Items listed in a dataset
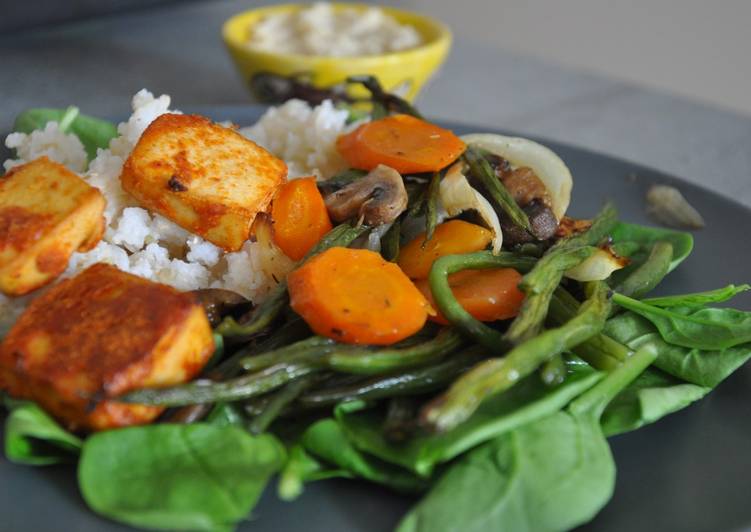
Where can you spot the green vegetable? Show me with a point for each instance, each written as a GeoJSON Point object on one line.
{"type": "Point", "coordinates": [701, 367]}
{"type": "Point", "coordinates": [278, 402]}
{"type": "Point", "coordinates": [32, 437]}
{"type": "Point", "coordinates": [699, 298]}
{"type": "Point", "coordinates": [641, 238]}
{"type": "Point", "coordinates": [528, 401]}
{"type": "Point", "coordinates": [450, 307]}
{"type": "Point", "coordinates": [692, 327]}
{"type": "Point", "coordinates": [481, 170]}
{"type": "Point", "coordinates": [390, 242]}
{"type": "Point", "coordinates": [301, 468]}
{"type": "Point", "coordinates": [206, 391]}
{"type": "Point", "coordinates": [549, 475]}
{"type": "Point", "coordinates": [431, 205]}
{"type": "Point", "coordinates": [540, 283]}
{"type": "Point", "coordinates": [496, 375]}
{"type": "Point", "coordinates": [326, 440]}
{"type": "Point", "coordinates": [92, 132]}
{"type": "Point", "coordinates": [364, 360]}
{"type": "Point", "coordinates": [409, 382]}
{"type": "Point", "coordinates": [646, 276]}
{"type": "Point", "coordinates": [653, 395]}
{"type": "Point", "coordinates": [186, 477]}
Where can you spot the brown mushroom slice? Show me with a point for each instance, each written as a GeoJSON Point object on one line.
{"type": "Point", "coordinates": [217, 303]}
{"type": "Point", "coordinates": [378, 198]}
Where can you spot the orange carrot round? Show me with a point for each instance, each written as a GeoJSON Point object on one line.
{"type": "Point", "coordinates": [450, 238]}
{"type": "Point", "coordinates": [299, 216]}
{"type": "Point", "coordinates": [403, 142]}
{"type": "Point", "coordinates": [355, 296]}
{"type": "Point", "coordinates": [488, 295]}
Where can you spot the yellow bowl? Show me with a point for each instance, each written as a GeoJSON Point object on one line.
{"type": "Point", "coordinates": [407, 70]}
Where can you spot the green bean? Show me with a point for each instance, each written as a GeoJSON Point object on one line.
{"type": "Point", "coordinates": [400, 420]}
{"type": "Point", "coordinates": [496, 375]}
{"type": "Point", "coordinates": [600, 351]}
{"type": "Point", "coordinates": [206, 391]}
{"type": "Point", "coordinates": [450, 307]}
{"type": "Point", "coordinates": [390, 241]}
{"type": "Point", "coordinates": [269, 310]}
{"type": "Point", "coordinates": [431, 206]}
{"type": "Point", "coordinates": [410, 382]}
{"type": "Point", "coordinates": [553, 372]}
{"type": "Point", "coordinates": [540, 283]}
{"type": "Point", "coordinates": [278, 402]}
{"type": "Point", "coordinates": [340, 180]}
{"type": "Point", "coordinates": [480, 169]}
{"type": "Point", "coordinates": [361, 360]}
{"type": "Point", "coordinates": [644, 278]}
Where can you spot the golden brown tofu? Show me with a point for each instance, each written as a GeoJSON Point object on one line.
{"type": "Point", "coordinates": [204, 177]}
{"type": "Point", "coordinates": [46, 213]}
{"type": "Point", "coordinates": [99, 335]}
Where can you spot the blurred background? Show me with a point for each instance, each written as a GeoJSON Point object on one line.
{"type": "Point", "coordinates": [664, 82]}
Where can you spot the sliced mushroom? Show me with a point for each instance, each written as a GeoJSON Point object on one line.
{"type": "Point", "coordinates": [218, 303]}
{"type": "Point", "coordinates": [378, 198]}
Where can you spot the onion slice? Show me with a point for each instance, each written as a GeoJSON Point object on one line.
{"type": "Point", "coordinates": [551, 170]}
{"type": "Point", "coordinates": [457, 196]}
{"type": "Point", "coordinates": [598, 266]}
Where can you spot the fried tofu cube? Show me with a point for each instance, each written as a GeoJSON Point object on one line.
{"type": "Point", "coordinates": [204, 177]}
{"type": "Point", "coordinates": [99, 335]}
{"type": "Point", "coordinates": [46, 213]}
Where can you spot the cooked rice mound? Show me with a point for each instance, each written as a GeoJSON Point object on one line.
{"type": "Point", "coordinates": [149, 245]}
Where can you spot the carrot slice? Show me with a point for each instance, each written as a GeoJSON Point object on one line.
{"type": "Point", "coordinates": [403, 142]}
{"type": "Point", "coordinates": [300, 217]}
{"type": "Point", "coordinates": [488, 295]}
{"type": "Point", "coordinates": [450, 238]}
{"type": "Point", "coordinates": [355, 296]}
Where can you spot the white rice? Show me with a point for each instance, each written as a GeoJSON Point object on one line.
{"type": "Point", "coordinates": [149, 245]}
{"type": "Point", "coordinates": [322, 30]}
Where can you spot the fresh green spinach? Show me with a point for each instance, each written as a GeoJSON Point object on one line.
{"type": "Point", "coordinates": [552, 474]}
{"type": "Point", "coordinates": [186, 477]}
{"type": "Point", "coordinates": [531, 399]}
{"type": "Point", "coordinates": [32, 437]}
{"type": "Point", "coordinates": [653, 395]}
{"type": "Point", "coordinates": [701, 367]}
{"type": "Point", "coordinates": [692, 327]}
{"type": "Point", "coordinates": [326, 440]}
{"type": "Point", "coordinates": [92, 132]}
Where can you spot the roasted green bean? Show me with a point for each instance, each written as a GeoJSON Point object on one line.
{"type": "Point", "coordinates": [496, 375]}
{"type": "Point", "coordinates": [450, 307]}
{"type": "Point", "coordinates": [649, 274]}
{"type": "Point", "coordinates": [481, 170]}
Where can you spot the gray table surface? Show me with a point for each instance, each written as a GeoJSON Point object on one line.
{"type": "Point", "coordinates": [98, 64]}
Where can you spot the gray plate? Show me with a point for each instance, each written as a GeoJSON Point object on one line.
{"type": "Point", "coordinates": [688, 472]}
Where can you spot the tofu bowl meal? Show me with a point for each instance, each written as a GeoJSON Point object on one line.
{"type": "Point", "coordinates": [324, 43]}
{"type": "Point", "coordinates": [189, 309]}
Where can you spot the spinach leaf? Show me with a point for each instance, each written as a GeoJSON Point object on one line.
{"type": "Point", "coordinates": [301, 468]}
{"type": "Point", "coordinates": [698, 298]}
{"type": "Point", "coordinates": [701, 367]}
{"type": "Point", "coordinates": [529, 400]}
{"type": "Point", "coordinates": [641, 238]}
{"type": "Point", "coordinates": [653, 395]}
{"type": "Point", "coordinates": [701, 328]}
{"type": "Point", "coordinates": [32, 437]}
{"type": "Point", "coordinates": [186, 477]}
{"type": "Point", "coordinates": [326, 440]}
{"type": "Point", "coordinates": [92, 132]}
{"type": "Point", "coordinates": [552, 474]}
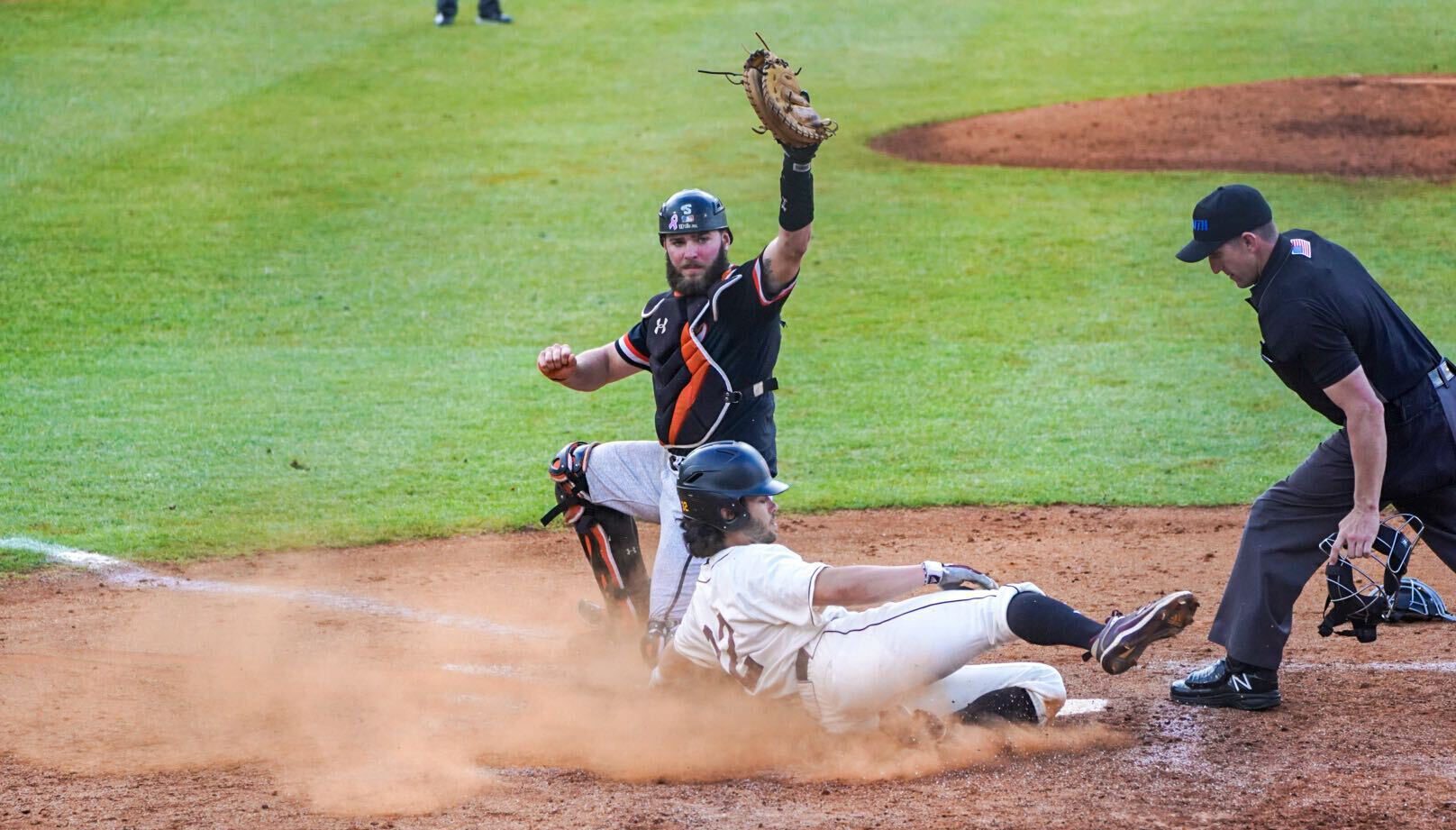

• **What is expected**:
Print verbatim every line above, apart from the pictures.

• **Exercise response**:
Where can you spot the green vegetable? Show me with a point for each instance, each written as a GeoJSON Point object on one line.
{"type": "Point", "coordinates": [701, 367]}
{"type": "Point", "coordinates": [278, 402]}
{"type": "Point", "coordinates": [32, 437]}
{"type": "Point", "coordinates": [699, 298]}
{"type": "Point", "coordinates": [641, 238]}
{"type": "Point", "coordinates": [528, 401]}
{"type": "Point", "coordinates": [450, 307]}
{"type": "Point", "coordinates": [692, 327]}
{"type": "Point", "coordinates": [481, 170]}
{"type": "Point", "coordinates": [390, 242]}
{"type": "Point", "coordinates": [301, 468]}
{"type": "Point", "coordinates": [206, 391]}
{"type": "Point", "coordinates": [549, 475]}
{"type": "Point", "coordinates": [431, 205]}
{"type": "Point", "coordinates": [540, 283]}
{"type": "Point", "coordinates": [496, 375]}
{"type": "Point", "coordinates": [326, 440]}
{"type": "Point", "coordinates": [92, 132]}
{"type": "Point", "coordinates": [364, 360]}
{"type": "Point", "coordinates": [409, 382]}
{"type": "Point", "coordinates": [646, 276]}
{"type": "Point", "coordinates": [653, 395]}
{"type": "Point", "coordinates": [186, 477]}
Where can you spot the brown mushroom slice? Show me with a point for each instance, each written as a GeoJSON Point object on one line.
{"type": "Point", "coordinates": [217, 303]}
{"type": "Point", "coordinates": [378, 198]}
Where can you spot the orange carrot round? Show me with a point for each instance, each written as a GeoJSON Point object on one line.
{"type": "Point", "coordinates": [450, 238]}
{"type": "Point", "coordinates": [299, 216]}
{"type": "Point", "coordinates": [403, 142]}
{"type": "Point", "coordinates": [355, 296]}
{"type": "Point", "coordinates": [488, 295]}
Where can you spot the yellow bowl? Show me with a point for each instance, each written as a GeoJSON Point object on one line.
{"type": "Point", "coordinates": [407, 70]}
Where can you spot the green bean? Show me with a point for each instance, each written as a GeoJSON Point object on one line.
{"type": "Point", "coordinates": [400, 420]}
{"type": "Point", "coordinates": [496, 375]}
{"type": "Point", "coordinates": [600, 351]}
{"type": "Point", "coordinates": [206, 391]}
{"type": "Point", "coordinates": [450, 307]}
{"type": "Point", "coordinates": [390, 241]}
{"type": "Point", "coordinates": [269, 310]}
{"type": "Point", "coordinates": [431, 206]}
{"type": "Point", "coordinates": [410, 382]}
{"type": "Point", "coordinates": [553, 372]}
{"type": "Point", "coordinates": [540, 283]}
{"type": "Point", "coordinates": [278, 402]}
{"type": "Point", "coordinates": [340, 180]}
{"type": "Point", "coordinates": [480, 169]}
{"type": "Point", "coordinates": [361, 360]}
{"type": "Point", "coordinates": [644, 278]}
Where can you spot the golden brown tofu? Show me with a point for each instance, each written as a GeoJSON Point object on one line.
{"type": "Point", "coordinates": [204, 177]}
{"type": "Point", "coordinates": [46, 213]}
{"type": "Point", "coordinates": [99, 335]}
Where can you spot the blurred background? Show me with a point for each instance, each written as a GeoJSON Point object on one line.
{"type": "Point", "coordinates": [664, 82]}
Where can you spot the sliced mushroom? Show me with a point for each instance, each written as a GeoJSON Point object on one line.
{"type": "Point", "coordinates": [218, 303]}
{"type": "Point", "coordinates": [378, 198]}
Where can you spot the onion slice? Show me with a point for each instance, each written as a GeoJSON Point object on one line.
{"type": "Point", "coordinates": [551, 170]}
{"type": "Point", "coordinates": [457, 196]}
{"type": "Point", "coordinates": [598, 266]}
Where can you spot the fried tofu cube? Show me with a point for each instance, each written as a GeoJSON Point object on one line.
{"type": "Point", "coordinates": [204, 177]}
{"type": "Point", "coordinates": [99, 335]}
{"type": "Point", "coordinates": [46, 213]}
Where can you spot the cooked rice mound? Show me with a point for each instance, each written as a GeoJSON Point object on one line.
{"type": "Point", "coordinates": [149, 245]}
Where can you spot the carrot slice? Show me with a point for each instance, each written as a GeoJSON Point object on one line.
{"type": "Point", "coordinates": [403, 142]}
{"type": "Point", "coordinates": [300, 217]}
{"type": "Point", "coordinates": [488, 295]}
{"type": "Point", "coordinates": [450, 238]}
{"type": "Point", "coordinates": [355, 296]}
Where can you spot the white rice? Show me with a point for each instance, each written as a GeoJSON Point object on one line.
{"type": "Point", "coordinates": [149, 245]}
{"type": "Point", "coordinates": [322, 30]}
Where can you spot the fresh green spinach? Show me with a point for each instance, each written as a GeoJSON Point object on one line.
{"type": "Point", "coordinates": [552, 474]}
{"type": "Point", "coordinates": [186, 477]}
{"type": "Point", "coordinates": [531, 399]}
{"type": "Point", "coordinates": [32, 437]}
{"type": "Point", "coordinates": [653, 395]}
{"type": "Point", "coordinates": [701, 367]}
{"type": "Point", "coordinates": [692, 327]}
{"type": "Point", "coordinates": [326, 440]}
{"type": "Point", "coordinates": [92, 132]}
Where can you spot the roasted green bean? Show me with a point for each instance, each written as a GeoJSON Point object on one line.
{"type": "Point", "coordinates": [496, 375]}
{"type": "Point", "coordinates": [450, 307]}
{"type": "Point", "coordinates": [649, 274]}
{"type": "Point", "coordinates": [481, 170]}
Where can you spot the gray table surface? Show me with a point for each instance, each written as a GeoJSON Point object on one line.
{"type": "Point", "coordinates": [98, 64]}
Where can you spot the gray plate? Show me with a point for each instance, each written as a GeoJSON Point object on one line.
{"type": "Point", "coordinates": [688, 472]}
Where can you spot the tofu bowl meal? Show me with a point for each instance, each written as a GeoJSON Point object on one line.
{"type": "Point", "coordinates": [324, 43]}
{"type": "Point", "coordinates": [189, 309]}
Where can you spot the spinach leaf? Show me with a point for each instance, each written as a GeoJSON Point object on one line.
{"type": "Point", "coordinates": [301, 468]}
{"type": "Point", "coordinates": [698, 298]}
{"type": "Point", "coordinates": [701, 367]}
{"type": "Point", "coordinates": [529, 400]}
{"type": "Point", "coordinates": [641, 238]}
{"type": "Point", "coordinates": [653, 395]}
{"type": "Point", "coordinates": [701, 328]}
{"type": "Point", "coordinates": [32, 437]}
{"type": "Point", "coordinates": [186, 477]}
{"type": "Point", "coordinates": [326, 440]}
{"type": "Point", "coordinates": [92, 132]}
{"type": "Point", "coordinates": [552, 474]}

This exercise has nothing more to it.